(Object pointing dataset rows)
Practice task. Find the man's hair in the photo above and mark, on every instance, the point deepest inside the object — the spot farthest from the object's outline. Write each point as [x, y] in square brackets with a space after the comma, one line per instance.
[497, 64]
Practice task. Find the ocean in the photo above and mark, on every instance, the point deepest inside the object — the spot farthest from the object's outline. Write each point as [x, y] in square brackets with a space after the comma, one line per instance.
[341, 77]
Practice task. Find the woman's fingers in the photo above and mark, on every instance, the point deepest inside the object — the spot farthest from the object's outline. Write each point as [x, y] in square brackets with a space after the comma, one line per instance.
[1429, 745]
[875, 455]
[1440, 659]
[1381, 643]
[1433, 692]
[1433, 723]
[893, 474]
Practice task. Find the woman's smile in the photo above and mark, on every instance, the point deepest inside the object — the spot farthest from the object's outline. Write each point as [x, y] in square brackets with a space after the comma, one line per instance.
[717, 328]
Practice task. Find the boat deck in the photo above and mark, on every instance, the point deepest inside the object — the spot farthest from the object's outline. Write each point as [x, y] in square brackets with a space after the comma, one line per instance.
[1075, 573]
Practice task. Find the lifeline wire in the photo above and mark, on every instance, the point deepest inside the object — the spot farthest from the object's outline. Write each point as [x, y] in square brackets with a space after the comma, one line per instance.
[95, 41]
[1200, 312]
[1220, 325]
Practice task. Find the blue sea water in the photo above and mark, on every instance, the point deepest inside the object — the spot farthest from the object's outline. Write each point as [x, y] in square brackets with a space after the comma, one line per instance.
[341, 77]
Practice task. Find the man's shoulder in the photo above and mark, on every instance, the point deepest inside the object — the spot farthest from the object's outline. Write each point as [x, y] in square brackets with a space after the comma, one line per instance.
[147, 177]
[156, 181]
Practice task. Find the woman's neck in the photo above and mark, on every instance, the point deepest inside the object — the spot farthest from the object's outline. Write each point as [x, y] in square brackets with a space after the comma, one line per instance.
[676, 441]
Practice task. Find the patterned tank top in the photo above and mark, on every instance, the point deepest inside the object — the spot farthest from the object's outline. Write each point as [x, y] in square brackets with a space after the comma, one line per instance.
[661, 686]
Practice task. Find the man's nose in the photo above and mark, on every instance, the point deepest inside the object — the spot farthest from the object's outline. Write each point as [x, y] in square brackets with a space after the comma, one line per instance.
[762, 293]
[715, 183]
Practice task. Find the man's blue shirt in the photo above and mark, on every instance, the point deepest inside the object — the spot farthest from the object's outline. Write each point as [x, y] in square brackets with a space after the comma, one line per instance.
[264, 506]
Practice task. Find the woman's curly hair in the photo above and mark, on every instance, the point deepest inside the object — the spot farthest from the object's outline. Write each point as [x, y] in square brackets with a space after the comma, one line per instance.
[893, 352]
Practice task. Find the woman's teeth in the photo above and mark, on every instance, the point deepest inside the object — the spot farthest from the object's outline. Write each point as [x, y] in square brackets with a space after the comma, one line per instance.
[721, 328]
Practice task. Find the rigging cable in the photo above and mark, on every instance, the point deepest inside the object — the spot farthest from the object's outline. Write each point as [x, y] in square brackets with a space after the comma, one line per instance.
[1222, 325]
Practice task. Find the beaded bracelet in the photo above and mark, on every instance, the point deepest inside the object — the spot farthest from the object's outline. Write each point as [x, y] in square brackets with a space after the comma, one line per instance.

§ **STATED GOAL**: Reproduce all of the material above, replacing "deepest inside the object" with "most central within the object" everywhere it appears and leaving every other part unchanged.

§ **RESPONSE TO THE EXERCISE**:
Practice task. Find the man's hair in the photo above and mark, on every instance, the point most central within the object — the spot farthest from the object's outline. Write each point as [x, y] in square brackets with a space after the comma, one line per instance.
[497, 64]
Practice task. Find the ocean in the photo above and mark, on every instance, the point most central within the object — the spot farthest from the object's outline. Write each point as [x, y] in square brackets with a space after the comma, one line per instance.
[341, 77]
Practice task. Find the woman's fingers in the photo above and mark, on every instance, the point most central within the object — the spot farthest from the object's outline. Write each point as [x, y] in square brackets with a space after the comma, one line per instance.
[1429, 745]
[875, 455]
[1440, 659]
[1381, 643]
[1433, 692]
[1433, 723]
[893, 474]
Practice task. Find the woman's smile in the photo above and mark, on every instance, the point most central within the object — the spot farthest from the object's outline. Write each point as [x, y] in square brackets with a space after the comma, one line per instance.
[717, 328]
Practice task. Find the boat deck in the photo above and mark, on every instance, the point most central within the object — the spot farthest from the object's outline. Write each point as [x, y] in square brackets with a space after the comma, one line per instance.
[1075, 573]
Practice task. Find the lifeline wire in the photo above and mark, on every instance, the point most central within the object — the spot farthest from the object's outline. Write each point as [x, y] in square brackets with a space after the comma, one line per instance.
[95, 41]
[1200, 312]
[1220, 325]
Practice task. Find the blue sea water in the photo above and mark, on every instance, the point most central within the object — the spot farthest from the object's outline. Write each point as [x, y] in square brackets with a space after the comma, one line per instance.
[341, 77]
Practice task. Find the man's shoulder in the photo above and mark, on every instance, the point most central within the object — the spot farthest from the object's outline. Write each point as [x, y] in square brackets with a space after the comma, one line per instance.
[147, 177]
[156, 181]
Practice task. Find the woman's neck in the photo above and mark, on every instance, the point most central within the object — the spot farthest from the object's outline. Write each point as [x, y] in square brackets with a space after the comma, one line per instance.
[676, 441]
Practice task. Find the patterned tank top in the photo above and mark, on every instance, the point most central within the object — the spot farthest from the object's outline. Write each point as [x, y] in square brackets with a space after the comma, one line per instance.
[661, 686]
Practice task. Find the man's nose in the photo above and mark, on every instance, the point most central within the object — the spot farthest from the object's outline. Write each point as [x, y] in square brackets with a space after the comma, one line per instance.
[762, 293]
[715, 183]
Practice task. Find the man's blue shirt in the photo above and mark, on every instance, the point most central within the object — the spot farthest from the object's outline. Write each point as [x, y] in square brackets with a space after the comma, one line per instance.
[264, 506]
Practice task. Find the woman's curly hair in the photo above and mark, on every instance, the point most central within the object — the spot farthest from the object's outline. Write each point as [x, y] in square brackets with a space after the comma, one line per instance.
[893, 352]
Practice task. Find the woman's teeth in the photo above and mark, on every instance, the point most central within the object — the spot farthest from the object's outline. Write each point as [x, y] in square brackets with a space after the comma, one line per instance.
[721, 328]
Practice task. Find the rigging cable in the photo above and mark, on every instance, the point most central within the object — the spot farthest from the object's outline. Write each point as [x, y] in square brackets with a space after the comma, one line per instance.
[1222, 325]
Practice task. Find the beaded bracelet in the photo above and mark, on every instance, the point most central within the object — the spot farthest from the object's outline. Write each point as [x, y] in square brackets with a space after the comma, one line per instance.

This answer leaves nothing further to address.